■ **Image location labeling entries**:
———

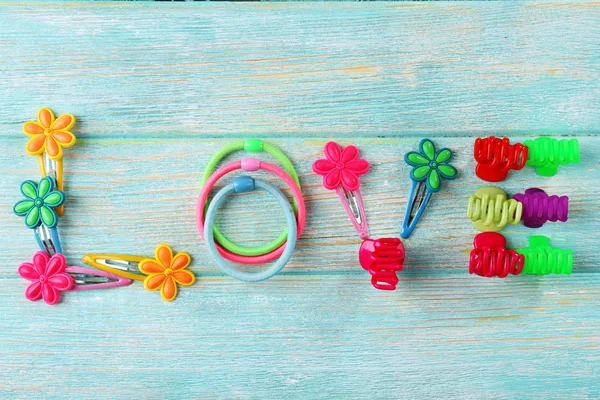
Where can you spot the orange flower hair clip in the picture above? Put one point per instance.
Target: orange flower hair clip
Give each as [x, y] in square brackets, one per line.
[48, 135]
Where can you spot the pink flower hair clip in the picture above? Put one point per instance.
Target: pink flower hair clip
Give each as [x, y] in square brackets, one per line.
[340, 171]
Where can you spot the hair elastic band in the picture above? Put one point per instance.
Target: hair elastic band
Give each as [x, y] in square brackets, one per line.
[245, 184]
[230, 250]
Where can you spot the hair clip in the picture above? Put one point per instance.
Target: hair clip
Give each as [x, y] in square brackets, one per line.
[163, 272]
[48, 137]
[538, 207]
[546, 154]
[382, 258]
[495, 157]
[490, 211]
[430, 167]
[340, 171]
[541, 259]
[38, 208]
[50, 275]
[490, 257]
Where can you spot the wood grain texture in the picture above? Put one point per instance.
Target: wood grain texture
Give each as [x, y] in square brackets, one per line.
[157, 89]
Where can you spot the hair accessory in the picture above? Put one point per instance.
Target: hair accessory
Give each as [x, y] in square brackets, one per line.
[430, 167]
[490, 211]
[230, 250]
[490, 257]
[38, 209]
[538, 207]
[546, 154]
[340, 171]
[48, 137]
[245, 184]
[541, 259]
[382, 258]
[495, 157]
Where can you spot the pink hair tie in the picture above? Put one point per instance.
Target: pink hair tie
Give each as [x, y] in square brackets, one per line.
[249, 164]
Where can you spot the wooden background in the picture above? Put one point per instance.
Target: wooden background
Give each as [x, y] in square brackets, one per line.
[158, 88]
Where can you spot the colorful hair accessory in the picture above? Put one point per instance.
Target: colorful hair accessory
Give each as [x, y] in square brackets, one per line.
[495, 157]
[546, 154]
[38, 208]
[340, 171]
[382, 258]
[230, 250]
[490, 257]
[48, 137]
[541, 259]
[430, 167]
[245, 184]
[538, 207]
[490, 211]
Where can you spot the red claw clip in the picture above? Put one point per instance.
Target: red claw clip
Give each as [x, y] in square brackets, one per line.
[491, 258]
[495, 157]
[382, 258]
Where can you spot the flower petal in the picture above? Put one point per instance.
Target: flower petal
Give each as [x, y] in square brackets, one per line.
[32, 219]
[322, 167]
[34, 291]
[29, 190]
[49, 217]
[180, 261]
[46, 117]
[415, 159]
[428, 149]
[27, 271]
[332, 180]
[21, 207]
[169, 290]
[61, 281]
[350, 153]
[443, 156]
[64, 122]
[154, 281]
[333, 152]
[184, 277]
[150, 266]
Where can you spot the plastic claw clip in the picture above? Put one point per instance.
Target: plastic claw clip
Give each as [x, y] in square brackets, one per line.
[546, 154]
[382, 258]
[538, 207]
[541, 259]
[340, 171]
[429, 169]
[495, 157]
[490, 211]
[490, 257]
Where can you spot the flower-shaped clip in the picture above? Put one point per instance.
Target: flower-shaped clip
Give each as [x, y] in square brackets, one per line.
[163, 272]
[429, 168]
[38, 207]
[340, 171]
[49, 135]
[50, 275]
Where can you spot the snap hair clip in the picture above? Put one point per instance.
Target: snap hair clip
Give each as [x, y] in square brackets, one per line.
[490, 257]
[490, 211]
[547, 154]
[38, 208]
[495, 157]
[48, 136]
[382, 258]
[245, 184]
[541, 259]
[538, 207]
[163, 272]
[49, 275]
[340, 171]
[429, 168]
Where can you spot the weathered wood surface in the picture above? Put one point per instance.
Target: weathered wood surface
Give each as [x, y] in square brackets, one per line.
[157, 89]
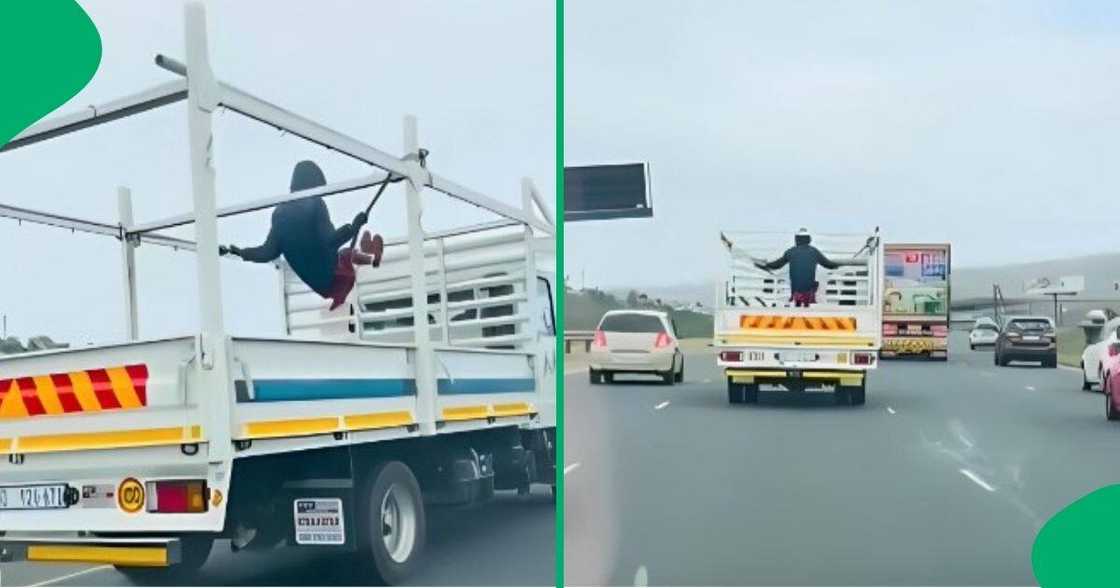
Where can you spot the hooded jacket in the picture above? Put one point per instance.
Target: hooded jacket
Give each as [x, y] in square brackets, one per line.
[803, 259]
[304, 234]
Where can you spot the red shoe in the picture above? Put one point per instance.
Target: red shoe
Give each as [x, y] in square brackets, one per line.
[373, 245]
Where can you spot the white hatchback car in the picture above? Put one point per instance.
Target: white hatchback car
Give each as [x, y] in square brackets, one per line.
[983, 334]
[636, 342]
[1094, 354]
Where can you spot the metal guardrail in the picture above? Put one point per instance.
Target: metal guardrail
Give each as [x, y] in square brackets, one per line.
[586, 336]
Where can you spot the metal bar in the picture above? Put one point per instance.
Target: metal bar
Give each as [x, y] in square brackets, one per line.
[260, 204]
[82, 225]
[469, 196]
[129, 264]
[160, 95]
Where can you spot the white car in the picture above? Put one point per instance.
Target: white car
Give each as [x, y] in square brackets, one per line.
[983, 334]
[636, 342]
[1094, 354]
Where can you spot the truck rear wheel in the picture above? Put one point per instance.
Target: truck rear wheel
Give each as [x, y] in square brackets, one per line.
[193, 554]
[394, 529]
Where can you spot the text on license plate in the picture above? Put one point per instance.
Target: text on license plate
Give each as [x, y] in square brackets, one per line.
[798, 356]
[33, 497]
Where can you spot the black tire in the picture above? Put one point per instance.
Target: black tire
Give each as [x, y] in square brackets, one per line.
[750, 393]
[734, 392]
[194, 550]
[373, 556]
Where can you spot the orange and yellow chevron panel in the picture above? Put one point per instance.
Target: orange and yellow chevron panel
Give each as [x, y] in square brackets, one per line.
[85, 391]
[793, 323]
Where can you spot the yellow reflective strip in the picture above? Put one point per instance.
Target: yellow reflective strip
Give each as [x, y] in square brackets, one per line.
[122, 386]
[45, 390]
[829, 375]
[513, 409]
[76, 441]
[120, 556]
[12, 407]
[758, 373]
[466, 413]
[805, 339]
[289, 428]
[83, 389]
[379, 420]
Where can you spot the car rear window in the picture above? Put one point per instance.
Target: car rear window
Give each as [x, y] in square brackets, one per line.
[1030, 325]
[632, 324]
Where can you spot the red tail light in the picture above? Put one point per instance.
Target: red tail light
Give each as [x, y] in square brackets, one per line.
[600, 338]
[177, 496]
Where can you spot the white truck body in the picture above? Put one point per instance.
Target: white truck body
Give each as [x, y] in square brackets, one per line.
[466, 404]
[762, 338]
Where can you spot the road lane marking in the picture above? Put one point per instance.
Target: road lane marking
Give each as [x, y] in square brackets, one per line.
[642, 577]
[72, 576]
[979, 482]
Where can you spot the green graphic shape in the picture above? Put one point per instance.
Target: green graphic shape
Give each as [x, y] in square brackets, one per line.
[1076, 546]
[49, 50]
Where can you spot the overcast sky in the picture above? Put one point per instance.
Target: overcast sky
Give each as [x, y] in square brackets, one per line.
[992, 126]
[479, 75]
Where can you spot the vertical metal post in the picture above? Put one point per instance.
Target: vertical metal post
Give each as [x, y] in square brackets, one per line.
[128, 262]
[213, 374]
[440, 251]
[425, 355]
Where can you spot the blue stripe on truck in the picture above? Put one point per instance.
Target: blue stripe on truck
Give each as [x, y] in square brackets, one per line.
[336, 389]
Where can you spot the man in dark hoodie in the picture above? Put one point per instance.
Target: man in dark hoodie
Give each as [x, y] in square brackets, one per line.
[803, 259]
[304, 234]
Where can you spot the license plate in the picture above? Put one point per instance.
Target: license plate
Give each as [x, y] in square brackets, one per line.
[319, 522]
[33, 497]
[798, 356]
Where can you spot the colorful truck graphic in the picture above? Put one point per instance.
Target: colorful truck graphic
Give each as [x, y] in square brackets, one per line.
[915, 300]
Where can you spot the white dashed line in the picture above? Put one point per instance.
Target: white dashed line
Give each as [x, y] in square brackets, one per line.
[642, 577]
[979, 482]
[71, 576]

———

■ **Task details**:
Reproduce the whole listing exactly, but not the images in it.

■ **Response to this task**:
Where can you spot the orange flower hair clip in the picture above? Put one point per instance.
Target: orange flower hair clip
Give each as [x, y] in square brackets, one per line.
[48, 135]
Where can you spot the pink flower hair clip in the picture above? Put one point per instance.
Target: pink flower hair clip
Give each as [x, y] in square brackets, one per line.
[340, 171]
Where can you spot the hair elastic band in the picture above? Put one point per instance.
Target: hair elastic band
Give each as [x, y] in square brackets, one per line.
[245, 184]
[230, 250]
Where can you spot the hair clip in the picture above? Put one point per instance.
Target: hair clip
Give each as [x, y] in square brackets, one per line.
[163, 272]
[48, 137]
[538, 207]
[546, 154]
[382, 258]
[495, 157]
[490, 211]
[430, 167]
[340, 171]
[541, 259]
[38, 208]
[50, 275]
[490, 257]
Where can you spot the wood grain texture in the picture above? Put one point per instance.
Target: wood grain texture
Give each as [x, y] in square brackets, one per line.
[157, 89]
Where can you spot the hair accessory in the picture above? Put one point per instance.
Target: hair accessory
Give each as [x, y] in square brackets, one per line.
[430, 167]
[490, 211]
[230, 250]
[490, 257]
[38, 209]
[538, 207]
[546, 154]
[340, 171]
[48, 137]
[245, 184]
[541, 259]
[382, 258]
[495, 157]
Where can you spot the pink hair tie in the picture above? Put one point per instance.
Target: pink hair tie
Give each as [x, y] in square brackets, one per line.
[249, 164]
Where can you spot the wooden background in the picture above? Put one point per instance.
Target: wooden background
Give each as [x, y] in square brackets, one per line.
[158, 88]
Where can you spot the colorful hair accessory in the picture above? Put one point per instance.
Target: colorful hair accessory
Give each as [x, y] in square brackets, one per line.
[495, 157]
[546, 154]
[38, 208]
[340, 171]
[382, 258]
[230, 250]
[490, 257]
[48, 137]
[541, 259]
[430, 167]
[245, 184]
[538, 207]
[490, 211]
Where can you spot the red claw clip in the picture above? Put one point per instance.
Target: red claw clip
Give each as [x, y] in square brackets, one per line.
[491, 258]
[495, 157]
[382, 258]
Where can you spot the flower petal in the picture above? Put one point per instance.
Target: flower petal
Give each as [x, y] in square brackets, one per line.
[32, 219]
[322, 167]
[34, 291]
[29, 190]
[49, 217]
[180, 261]
[46, 117]
[415, 159]
[428, 149]
[27, 271]
[332, 180]
[21, 207]
[169, 290]
[61, 281]
[350, 153]
[443, 156]
[64, 122]
[154, 281]
[333, 152]
[184, 277]
[150, 266]
Where can you spot the plastic claw clip in the picture above? Put one point per instance.
Target: plastic claw clip
Give each as [x, y] in square brackets, one per line.
[546, 154]
[382, 258]
[538, 207]
[541, 259]
[340, 171]
[429, 169]
[495, 157]
[490, 211]
[490, 257]
Where can you spot the flower-shaped clip in the picture above? Put one point per instance.
Target: flower-shaped clip
Give each as [x, y] in square brackets, one per line.
[163, 272]
[429, 168]
[38, 207]
[340, 171]
[49, 135]
[50, 275]
Where can you spot the snap hair clip in the picture above? Put one point per instance.
Target: snap hair clip
Give each as [x, y] in square brackets, one per line.
[490, 257]
[490, 211]
[547, 154]
[38, 208]
[495, 157]
[48, 136]
[382, 258]
[245, 184]
[541, 259]
[538, 207]
[163, 272]
[49, 275]
[340, 171]
[429, 168]
Where can you spot the weathered wood surface in the picture above? Put one point per instance.
Target: weathered wood surface
Give each as [x, y] in square brackets, one per line.
[157, 89]
Where can you spot the hooded jacket in the picture above? Put one point per instance.
Target: hooded jacket
Give each as [x, y] in square brackets, one per line.
[803, 259]
[304, 234]
Where can you spot the red shoe in the picture above? Put one point per instance.
Target: red shoe
Give each as [x, y] in square brackets, one per line.
[373, 245]
Where can you spot the white hatchback car in the picture above? Put one point per instance.
Target: white hatchback car
Give each as [x, y] in square brackets, one per line.
[983, 334]
[636, 342]
[1094, 354]
Where can you spot the metal guardrail in the picture above? Put one point per instance.
Target: metal guardrail
Give each as [x, y] in square brackets, one per line.
[586, 336]
Where can you spot the metal bar in the picture above? Put one point per instance.
Target: metal bar
Give each as [x, y] in square brackets, one per line.
[260, 204]
[82, 225]
[469, 196]
[129, 264]
[160, 95]
Where can you spot the white car in the picture above? Put one point per instance.
Target: white car
Give each as [x, y] in square brackets, one per line.
[983, 334]
[636, 342]
[1094, 354]
Where can you spot the truck rear wheel in the picture above? Put one point per instance.
Target: truck rear wheel
Give each as [x, y] in square brackets, one per line.
[193, 554]
[394, 529]
Where can you spot the text on license plate in the picture above? Put one point per instance.
Target: text on license plate
Give each as [x, y] in square brackets, one per line.
[798, 356]
[33, 497]
Where can you spot the black tire in the picture above? Put one point per instance.
Target: black tire
Give each as [x, y] in square brackets, one per line.
[750, 393]
[734, 392]
[194, 550]
[373, 556]
Where can you spot the orange and yellow chevron panel in the picture above? Put one point per instance.
Target: orange and yellow chevron panel
Give each as [x, y] in square brackets, one per line.
[85, 391]
[793, 323]
Where can you spot the yellow reflective strip in the picture above? Put one point per instance.
Target: yellow reflective strip
Give each as [x, y] in square brackets, one per line.
[122, 386]
[45, 390]
[829, 375]
[513, 409]
[76, 441]
[120, 556]
[12, 407]
[758, 373]
[466, 413]
[805, 339]
[289, 428]
[83, 389]
[379, 420]
Where can you spot the car rear window in the picture above? Put one point per instance.
Target: car rear window
Give each as [x, y] in square brackets, one per line.
[1030, 325]
[632, 324]
Where can you spot the red tail light in the picture above? Put one point per instance.
Target: red tail light
Give each as [x, y] in square brackets, one per line.
[600, 338]
[177, 496]
Where can you spot the white truck body in the picture above? Put one point per instance.
Target: white truck body
Give each as [x, y] in square brackets, one per line.
[466, 404]
[762, 338]
Where can you spot the road lane marking in the picture above? Put one point per instance.
Target: road lane marking
Give each as [x, y] in square brackets, one per line.
[642, 577]
[72, 576]
[979, 482]
Where can you spot the green graphic shape in the picture above? Put one point per instance.
Target: green graphic shape
Give each as [x, y] in square brackets, one per line.
[1076, 546]
[49, 50]
Where can you spot the overcast sky in the picture above? Put one point per instance.
Target: overcast sky
Give each as [x, y] in square brackets, one per line.
[992, 126]
[479, 75]
Where can you spot the vertical metal post in the picture above? Put one point per instance.
Target: vertical metal post
Give each as [x, y] in square brackets, one per line.
[128, 262]
[213, 374]
[440, 251]
[425, 355]
Where can you spot the blue stripe on truck in the picture above? Put one point per instance.
Target: blue stripe on truck
Give each as [x, y] in square brackets, one per line.
[336, 389]
Where can you spot the man in dark hoodie in the picture above? Put one point per instance.
Target: man in dark hoodie
Give each as [x, y] in square brackets, one per line.
[803, 259]
[304, 234]
Where can you spot the license plate in the picture above? Put one point per instance.
Target: license plate
Give each as [x, y] in square brackets, one per line.
[319, 522]
[33, 497]
[798, 356]
Where can you spot the colorful truck graphic in the picture above? Put one point per instance.
Target: colorful truck graphic
Give each as [x, y] in square brackets, one per line.
[915, 300]
Where can you spot the white dashed line in the picture above? Put one point per instance.
Target: white dashed line
Give each as [x, y] in square brackets, one per line.
[642, 577]
[979, 482]
[71, 576]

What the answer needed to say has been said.